_What the task asks:_ Retype the stretch of the fish-tank forum thread below that runs from "I am going to" through "best as well.", leaving every word and mark unchanged.

_Document excerpt:_
::::

This is why I assumed it was not ammonia. But what about nitrite?


----------



## CichMomma (Mar 3, 2010)

DJRansome said:


> CichMomma said:
> 
> 
> > I check ammonia, and nitrates every couple of days and haven't had any issues with spikes.
> ...


Yes, I checked for that too, I just forgot to list it as I was typing my post. I am down another 4 today. I am thinking I didn't adjust the pH quite right during water changes after having to siphon out dead fish from the beginning, they got stressed, died, etc etc and then it would begin again every time I discovered dead fish.
I am going to double check everything this morning and add the praziquantel as they are not even eating. I'm just going to do my best to save them and hope for the best as well.


----------



## 24Tropheus (Jun 21, 2006)

Hate to say it but a 20L with about 30+ Multis it is kind of well overstocked. Yep it could have been a case of the tank being too dirty to survive the move (It would take excellent maintainance to keep such a tank clean enough to survive a move). Then a couple of dead fish adds lots to the bioload.
Not that knowing that helps now.  
Good luck on the recue misson.

Dunno for sure but about 10 multies is I think a good stock level to keep in a 20l tank.
Keep removing individuals to keep the population from crashing.
But then I prob did the same.
Had way to many.
Had what should have been a small problem and then the population crash.

Interesting you never got a bad reading on ammonia, nitrite or nitrate but then I never did with my crash despite being able to see (and smell) dead rotting fish. :-?

All the best James


----------



## dubghod (Oct 20, 2011)

James, they may be referring to a 20 gal long, these yanks!  Im basing this assumption on the fact that noone else has mentioned the size, that was the first thing I thought of also.

David


----------



## prov356 (Sep 20, 2006)

Yup, 20L is a 20 long. :thumb:


----------



## 24Tropheus (Jun 21, 2006)

8) . Sorry we in the UK use L for litres. Sometimes.   My bad..............
A 20 US gallon long could have been fine for a big collony. 8)
About 18 imperial gallons.  

All the best James


----------



## CichMomma (Mar 3, 2010)

24Tropheus said:


> 8) . Sorry we in the UK use L for litres. Sometimes.   My bad..............
> A 20 US gallon long could have been fine for a big collony. 8)
> About 18 imperial gallons.
> 
> All the best James


Yes, 20L, is 20 long or 20 gallon long. No worries!


----------



## DJRansome (Oct 29, 2005)

How are they doing today, any better?


----------



## CichMomma (Mar 3, 2010)

DJRansome said:


> How are they doing today, any better?


No. I have one left, a female, and she is sure to kick the bucket tonight. I am pissed.

Thanks for asking, DJ. I appreciate it.


----------



## DJRansome (Oct 29, 2005)

Awww, sorry for your loss.


----------



## CichMomma (Mar 3, 2010)

Hey DJ, I wanted to show you, and whom ever else, before and after photos.

::::

_Recorded data:_
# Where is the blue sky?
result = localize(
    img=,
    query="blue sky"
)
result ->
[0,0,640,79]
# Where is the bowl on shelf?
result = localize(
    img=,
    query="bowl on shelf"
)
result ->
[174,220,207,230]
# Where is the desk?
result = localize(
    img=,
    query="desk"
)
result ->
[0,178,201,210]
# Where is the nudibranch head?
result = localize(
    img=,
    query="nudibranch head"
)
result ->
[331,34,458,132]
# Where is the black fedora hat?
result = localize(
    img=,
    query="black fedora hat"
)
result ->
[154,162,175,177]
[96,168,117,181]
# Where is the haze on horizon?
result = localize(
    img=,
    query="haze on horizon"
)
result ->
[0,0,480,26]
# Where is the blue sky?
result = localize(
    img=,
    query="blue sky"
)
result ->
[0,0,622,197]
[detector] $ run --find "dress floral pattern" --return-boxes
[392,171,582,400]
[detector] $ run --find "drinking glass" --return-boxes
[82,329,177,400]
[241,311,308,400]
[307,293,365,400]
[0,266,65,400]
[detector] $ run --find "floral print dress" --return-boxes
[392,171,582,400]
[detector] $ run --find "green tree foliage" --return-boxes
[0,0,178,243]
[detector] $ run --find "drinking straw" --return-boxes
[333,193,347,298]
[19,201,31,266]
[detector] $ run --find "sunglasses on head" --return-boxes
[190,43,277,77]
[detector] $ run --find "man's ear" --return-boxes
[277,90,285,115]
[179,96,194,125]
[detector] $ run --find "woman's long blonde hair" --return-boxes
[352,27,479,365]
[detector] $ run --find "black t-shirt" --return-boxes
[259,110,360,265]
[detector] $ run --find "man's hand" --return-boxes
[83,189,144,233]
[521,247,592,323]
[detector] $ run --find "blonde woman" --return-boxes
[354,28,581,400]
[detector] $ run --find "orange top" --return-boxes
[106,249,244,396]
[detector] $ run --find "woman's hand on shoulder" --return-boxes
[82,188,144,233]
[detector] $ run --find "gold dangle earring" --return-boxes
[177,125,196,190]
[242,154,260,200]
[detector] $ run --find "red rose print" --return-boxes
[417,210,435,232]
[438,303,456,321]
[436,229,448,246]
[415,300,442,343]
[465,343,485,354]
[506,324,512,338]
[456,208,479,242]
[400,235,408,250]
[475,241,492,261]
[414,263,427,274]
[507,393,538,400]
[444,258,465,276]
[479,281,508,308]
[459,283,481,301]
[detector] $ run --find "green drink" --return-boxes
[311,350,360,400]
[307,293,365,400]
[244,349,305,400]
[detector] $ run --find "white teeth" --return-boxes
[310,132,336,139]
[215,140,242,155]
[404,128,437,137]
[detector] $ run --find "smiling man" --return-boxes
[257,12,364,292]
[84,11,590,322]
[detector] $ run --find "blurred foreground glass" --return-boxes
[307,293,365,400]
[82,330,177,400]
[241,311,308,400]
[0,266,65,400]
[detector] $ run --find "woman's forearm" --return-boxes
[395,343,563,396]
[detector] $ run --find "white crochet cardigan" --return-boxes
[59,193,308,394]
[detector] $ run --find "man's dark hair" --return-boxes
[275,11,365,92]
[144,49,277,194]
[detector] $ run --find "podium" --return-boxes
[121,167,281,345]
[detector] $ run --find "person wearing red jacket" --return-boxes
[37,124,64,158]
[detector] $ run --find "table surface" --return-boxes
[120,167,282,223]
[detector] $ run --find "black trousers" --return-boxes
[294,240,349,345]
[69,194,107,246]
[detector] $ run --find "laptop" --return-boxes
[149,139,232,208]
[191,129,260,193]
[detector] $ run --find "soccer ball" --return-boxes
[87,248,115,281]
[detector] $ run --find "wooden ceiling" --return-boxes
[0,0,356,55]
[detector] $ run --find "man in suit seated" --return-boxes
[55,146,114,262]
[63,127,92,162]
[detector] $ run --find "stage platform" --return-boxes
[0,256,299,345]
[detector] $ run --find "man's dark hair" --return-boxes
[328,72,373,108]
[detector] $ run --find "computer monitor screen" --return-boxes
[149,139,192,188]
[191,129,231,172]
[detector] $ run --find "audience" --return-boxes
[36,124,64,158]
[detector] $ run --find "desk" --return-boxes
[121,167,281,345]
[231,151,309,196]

::::

_Result:_
I am going to double check everything this morning and add the praziquantel as they are not even eating. I'm just going to do my best to save them and hope for the best as well.